----- GIVEN DATA
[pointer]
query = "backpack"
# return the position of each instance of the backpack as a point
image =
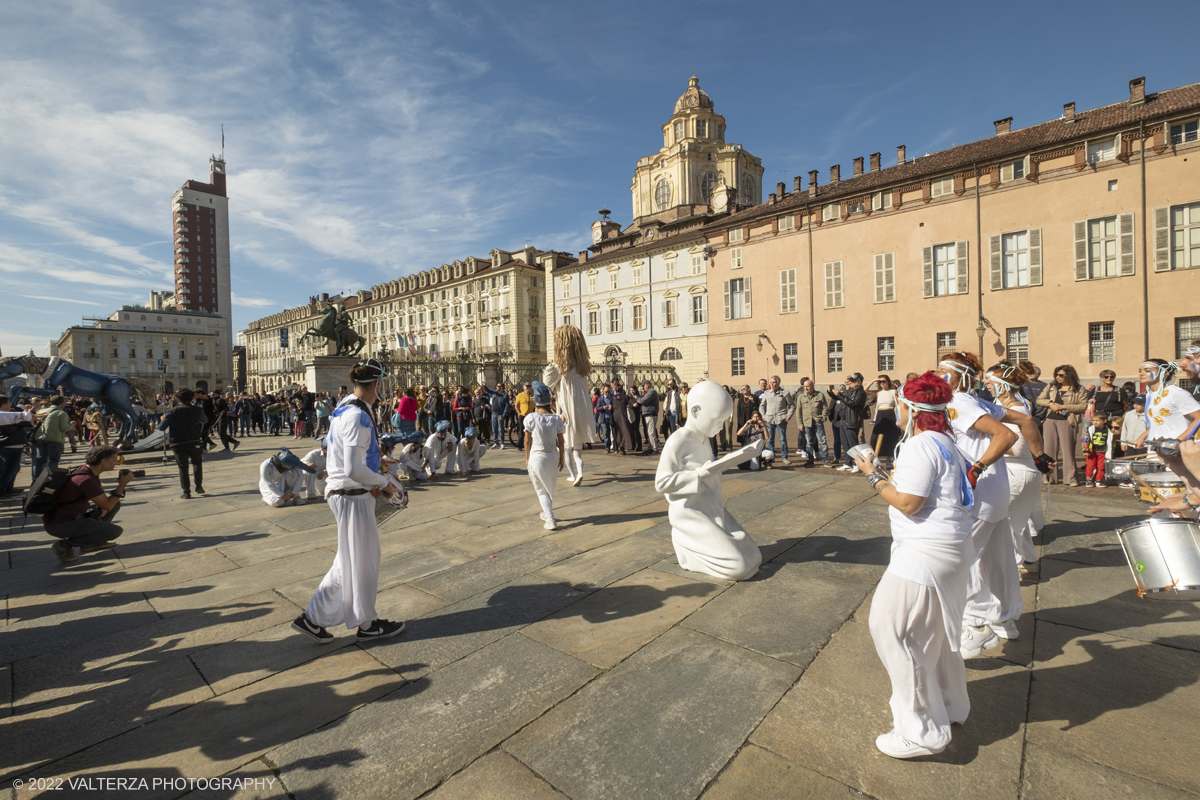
(43, 495)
----------
◆ WHAT YOU HAVE TO DO ◆
Check each line of the data for "backpack". Copy the lines where it turns up.

◆ RESULT OF THE TASK ◆
query = "backpack"
# return the position of each instance of the backpack as a point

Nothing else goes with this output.